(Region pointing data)
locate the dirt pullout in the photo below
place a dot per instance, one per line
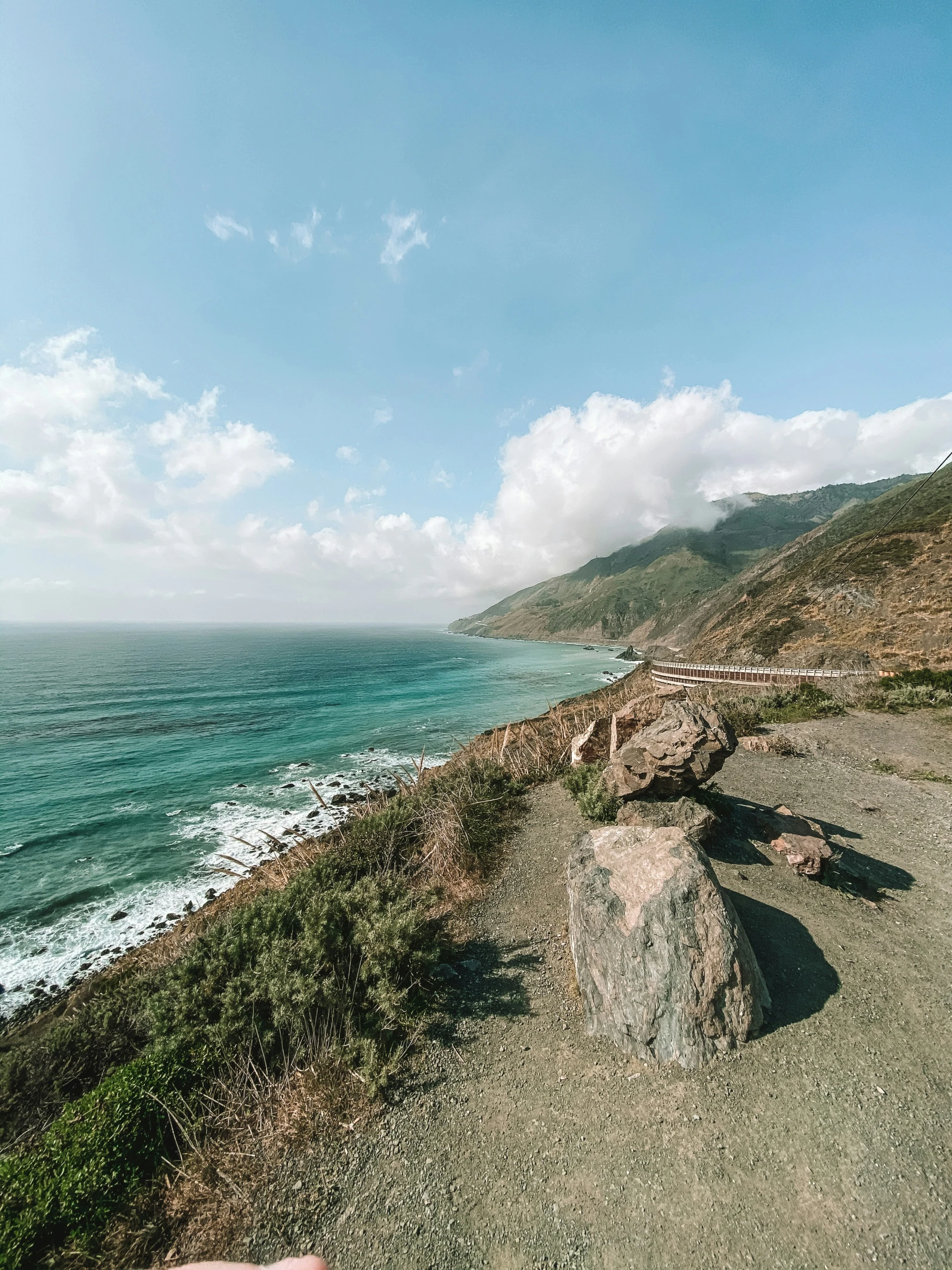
(823, 1143)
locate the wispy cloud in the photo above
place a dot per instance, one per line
(226, 228)
(508, 417)
(363, 496)
(406, 234)
(304, 238)
(469, 373)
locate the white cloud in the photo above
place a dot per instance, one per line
(302, 239)
(363, 496)
(575, 484)
(226, 228)
(80, 464)
(226, 460)
(406, 234)
(469, 373)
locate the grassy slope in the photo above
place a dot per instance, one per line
(642, 592)
(836, 596)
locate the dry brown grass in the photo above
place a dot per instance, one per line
(258, 1133)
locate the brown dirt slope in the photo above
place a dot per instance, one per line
(524, 1142)
(842, 597)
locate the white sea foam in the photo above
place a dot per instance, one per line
(88, 938)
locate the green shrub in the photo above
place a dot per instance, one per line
(585, 785)
(340, 958)
(91, 1161)
(40, 1076)
(912, 690)
(742, 713)
(796, 705)
(319, 961)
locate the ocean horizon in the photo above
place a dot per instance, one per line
(145, 763)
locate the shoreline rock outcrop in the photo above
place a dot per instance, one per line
(664, 967)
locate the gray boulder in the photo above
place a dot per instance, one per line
(680, 750)
(694, 820)
(664, 967)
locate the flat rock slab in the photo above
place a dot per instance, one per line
(664, 967)
(682, 748)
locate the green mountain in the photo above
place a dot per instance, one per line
(640, 593)
(871, 586)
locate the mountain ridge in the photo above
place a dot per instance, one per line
(643, 592)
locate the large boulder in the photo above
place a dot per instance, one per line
(682, 813)
(680, 750)
(664, 967)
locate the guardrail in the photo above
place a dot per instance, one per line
(692, 672)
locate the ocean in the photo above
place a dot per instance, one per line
(143, 765)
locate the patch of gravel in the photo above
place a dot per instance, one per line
(522, 1142)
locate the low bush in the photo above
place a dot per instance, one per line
(38, 1077)
(93, 1159)
(585, 785)
(912, 690)
(336, 962)
(782, 705)
(318, 965)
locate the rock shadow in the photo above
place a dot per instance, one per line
(490, 983)
(798, 977)
(744, 824)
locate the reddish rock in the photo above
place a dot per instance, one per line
(807, 854)
(664, 967)
(632, 716)
(682, 748)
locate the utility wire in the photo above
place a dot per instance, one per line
(918, 488)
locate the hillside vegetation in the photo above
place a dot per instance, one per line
(640, 593)
(842, 596)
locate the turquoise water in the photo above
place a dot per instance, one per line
(133, 757)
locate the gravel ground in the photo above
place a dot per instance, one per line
(522, 1142)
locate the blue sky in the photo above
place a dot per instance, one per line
(616, 198)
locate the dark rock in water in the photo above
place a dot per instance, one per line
(680, 750)
(683, 813)
(664, 967)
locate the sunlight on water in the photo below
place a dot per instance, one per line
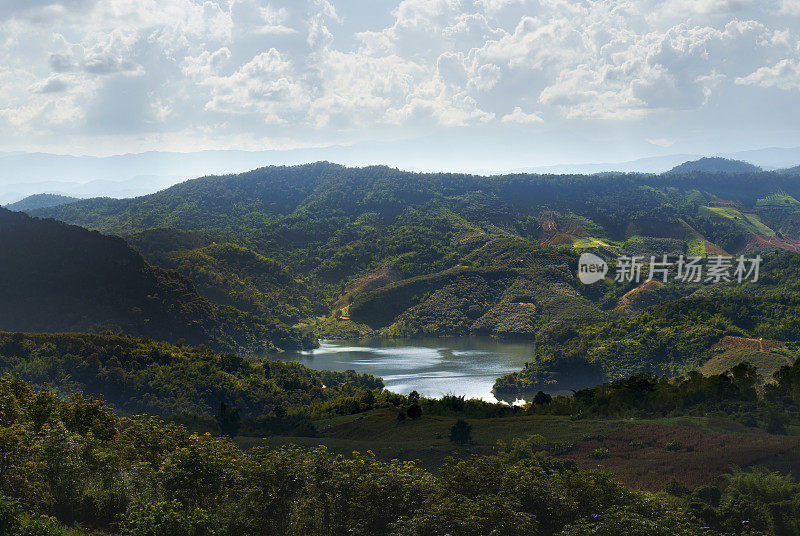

• [Problem description]
The lines above from the one with "locate the gravel ground in the photo above" through the one with "locate the dark" are to be duplicated exactly, ends included, with nothing added.

• [Result of this task]
locate the gravel ground in the photo above
place a dot per instance, one per line
(522, 1142)
locate the blue sky in the photo above
place a dot per instance, one per line
(616, 198)
locate the dark rock in water in the photo above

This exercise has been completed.